___ Material provided

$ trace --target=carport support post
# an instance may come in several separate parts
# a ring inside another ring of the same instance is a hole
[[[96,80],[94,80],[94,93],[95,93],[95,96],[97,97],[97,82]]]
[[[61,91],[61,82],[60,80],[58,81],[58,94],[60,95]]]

______

> [Exercise aim]: Swap "instance" for "object" wherever it occurs in the records, leaving every other part unchanged.

> [Answer in full]:
$ trace --target=carport support post
# an object may come in several separate parts
# a ring inside another ring of the same object is a hole
[[[96,80],[94,80],[94,93],[95,93],[95,96],[97,97],[97,82]]]
[[[61,91],[61,82],[60,80],[58,81],[58,94],[60,95]]]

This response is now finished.